## Exercice
Répondez, s'il vous plaît, à ces questions sur le texte consacré à l'Anthropologie de Kant, en marquant vos réponses de la même façon :
(a) Combien de pages compte l'introduction qui précède la traduction de Foucault ?
(b) Dès quelle année Kant avait-il commencé son enseignement de géographie ?
(c) Quel périodique a fait mention de la publication de l'Anthropologie ?

+++ Texte de lecture

En 1961, M. Foucault présente comme thèse complémentaire pour l’obtention du doctorat ès lettres une traduction annotée, de 347 pages, d’Anthropologie in pragmatischer Hinsichtabgefaßt, d’Emmanuel Kant, précédée d’une introduction de 128 pages. L’ensemble est conservé sous forme dactylographiée par la bibliothèque de la Sorbonne. Foucault ne publia que la traduction précédée de cette « notice historique ».

Une note de l’Anthropologie[129] indique qu’avant d’être rédigé le texte avait fait l’objet d’un cours pendant « quelque trente ans » ; les leçons du semestre d’hiver lui étaient consacrées, celles de l’été devant être réservées à la géographie physique. En fait, ce chiffre n’est pas exact ; Kant avait commencé son enseignement de géographie dès 1756 ; les cours d’anthropologie, en revanche, n’ont été inaugurés probablement que pendant l’hiver 1772-1773[130].

L’édition du texte que nous connaissons coïncide avec la fin des cours, et avec la retraite définitive de Kant comme professeur. Le Neues Teutsche Merkur de 1797 fait mention de la nouvelle, qui lui est transmise de Königsberg : « Kant publie cette année son Anthropologie. Il l’avait jusqu’à présent gardée par-devers lui parce que, de ses conférences, les étudiants ne fréquentaient guère plus que celle-ci. Maintenant, il ne donne plus de cours, et n’a plus de scrupule à présenter ce texte au public[131]. » Sans doute Kant laisse-t-il son programme figurer encore au catalogue de l’université, pour le semestre d’été 1797, mais il avait en public, sinon d’une manière officielle, déclaré qu’« à raison de son grand âge il ne voulait plus faire de conférences à l’université[132] ». Le cours définitivement interrompu, Kant s’est décidé à en faire imprimer le texte.

++++++
+++ Section de données

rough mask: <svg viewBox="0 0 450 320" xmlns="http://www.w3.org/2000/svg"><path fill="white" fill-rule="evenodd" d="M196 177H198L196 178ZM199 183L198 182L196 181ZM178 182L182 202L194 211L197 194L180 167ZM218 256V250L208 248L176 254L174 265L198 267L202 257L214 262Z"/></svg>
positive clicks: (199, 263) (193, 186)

++++++

## Réponse à l'exercice
(a) 128 pages.
(b) Dès 1756.
(c) Le Neues Teutsche Merkur, en 1797.